### [TASK INSTRUCTIONS]
Return all entries precisely as they stand, without the images.

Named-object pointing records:

--------

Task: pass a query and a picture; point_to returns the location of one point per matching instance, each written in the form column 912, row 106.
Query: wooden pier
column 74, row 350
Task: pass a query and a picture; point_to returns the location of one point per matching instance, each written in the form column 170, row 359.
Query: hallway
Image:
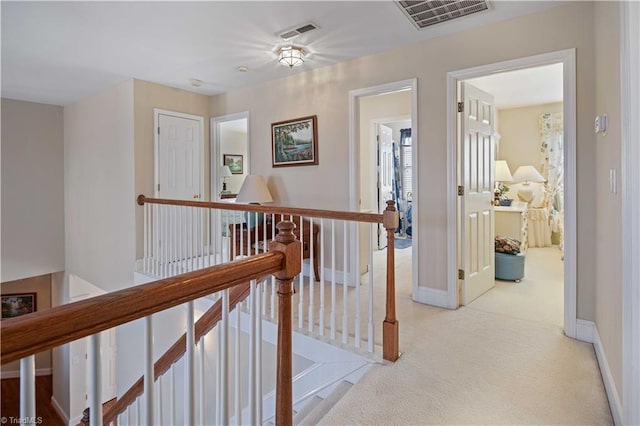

--------

### [RESULT FOR THIS EXERCISE]
Task: pass a query and a picture; point_to returns the location of one point per matching instance, each written in the form column 912, row 106.
Query: wooden pier
column 74, row 350
Task: pass a query and a picture; point_to returns the location of one point per matching instance, each written in the form column 170, row 359.
Query: hallway
Image:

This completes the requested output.